» **WHAT YOU SHOULD DO**
Reproduce each line of the material precisely.

» **RECORDS SHOWN**
• • • •
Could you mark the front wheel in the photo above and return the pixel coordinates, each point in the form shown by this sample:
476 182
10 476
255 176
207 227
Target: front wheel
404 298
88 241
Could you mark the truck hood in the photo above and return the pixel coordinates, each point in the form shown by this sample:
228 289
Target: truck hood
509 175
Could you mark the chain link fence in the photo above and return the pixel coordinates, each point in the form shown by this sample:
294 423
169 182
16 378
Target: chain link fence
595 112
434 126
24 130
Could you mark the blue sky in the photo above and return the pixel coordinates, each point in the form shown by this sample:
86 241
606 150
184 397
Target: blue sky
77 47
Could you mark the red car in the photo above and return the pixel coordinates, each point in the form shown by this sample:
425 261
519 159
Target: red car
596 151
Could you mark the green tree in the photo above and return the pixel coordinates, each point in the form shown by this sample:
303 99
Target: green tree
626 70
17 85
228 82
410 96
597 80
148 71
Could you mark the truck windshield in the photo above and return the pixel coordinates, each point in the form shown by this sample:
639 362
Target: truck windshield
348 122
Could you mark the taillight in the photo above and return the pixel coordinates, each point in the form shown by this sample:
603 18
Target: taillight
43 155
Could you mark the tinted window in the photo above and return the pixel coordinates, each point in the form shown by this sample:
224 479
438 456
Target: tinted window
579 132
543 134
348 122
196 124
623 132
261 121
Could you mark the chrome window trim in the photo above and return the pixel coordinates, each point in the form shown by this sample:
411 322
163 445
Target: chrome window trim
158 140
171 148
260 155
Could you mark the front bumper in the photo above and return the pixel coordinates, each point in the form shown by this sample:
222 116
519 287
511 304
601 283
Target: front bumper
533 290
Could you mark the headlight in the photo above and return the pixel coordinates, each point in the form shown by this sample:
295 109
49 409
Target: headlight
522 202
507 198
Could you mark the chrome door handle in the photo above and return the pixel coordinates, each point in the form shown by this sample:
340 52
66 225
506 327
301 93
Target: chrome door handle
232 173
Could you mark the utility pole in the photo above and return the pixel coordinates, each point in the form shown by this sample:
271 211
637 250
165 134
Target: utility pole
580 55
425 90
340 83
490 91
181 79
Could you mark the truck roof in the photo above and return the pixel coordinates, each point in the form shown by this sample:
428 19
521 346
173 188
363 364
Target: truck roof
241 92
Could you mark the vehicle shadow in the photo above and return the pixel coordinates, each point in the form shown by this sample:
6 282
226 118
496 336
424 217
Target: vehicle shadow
• • • •
» **EXERCISE RESPONSE**
Could you mark the front wheel in the photo above and return the pixel coordinates, each point in the form shown by this sample:
476 182
10 476
255 176
207 227
Target: front wheel
404 298
88 241
Could you mark the truck hood in the photo above and return the pixel coordinates, each point in the form shown by this sample:
228 289
Target: truck hood
509 175
Could you mark the chain link fence in the photo above and return the pixel coordinates, each point in the form shown by this sample:
294 423
169 182
16 378
Target: chain link fence
595 112
434 126
24 130
Could you mark the blue sky in the photo above and return the pixel coordinates, each point in the form shown by this sample:
86 241
606 150
184 397
Target: blue sky
77 47
Could you mark the red car in the photo above and return the pixel coordinates, each point in the form shown by this sample:
425 261
519 159
Target: red car
596 151
Could you mark the green tree in the photo above and return the pixel coordinates, each point in the form shown by this sample:
303 99
Target: green tree
626 70
17 85
228 82
410 96
597 80
148 71
Could you mark the truck windshield in the photo above and return the pixel coordinates, each point in the form shown by this sample:
639 362
Target: truck windshield
348 122
Could you mark the taillight in the photo above and return the pixel coordinates, each point in the form shown by this sample:
603 18
Target: taillight
43 155
Could you mark the tinted window in the photo above and return the pixel coordinates, each point in the form shown by this sample:
224 479
438 456
Target: tinted window
579 132
543 134
348 122
196 124
623 132
261 121
Could you mark the chrome window trim in the photo above and return the pixel coordinates, each point in the form shown by this sample:
411 322
163 445
Target: chrome window trim
158 140
171 148
260 155
Could you mark the front bumper in the photo above and return the pixel coordinates, each point in the form shown by this sample:
222 116
519 287
511 304
601 283
Target: front bumper
533 290
Could you mark the headlight in the photo above and return the pixel coordinates, each point in the form shown by this sample:
295 109
49 409
Target: headlight
522 202
507 198
Could you mark the chrome door handle in the photo above and return the pixel coordinates, each point in the form shown by this sample:
340 52
66 225
506 327
301 93
Target: chrome door handle
232 173
Could you mark the utility pole in the photo above and return the pixel coordinates, each point in the form shown by this sample:
271 211
637 250
165 134
Target: utility pole
580 55
425 90
340 83
490 91
181 79
Could you mark the truck roof in the photo above and return the pixel coordinates, each point in the form shown by this sample:
428 19
521 346
173 188
363 364
Target: truck roof
241 92
Could you mark the vehicle shadow in the photo above and return the pixel coordinates, each point in the form shown by this sample:
6 282
226 118
496 336
424 217
Target: vehicle shadow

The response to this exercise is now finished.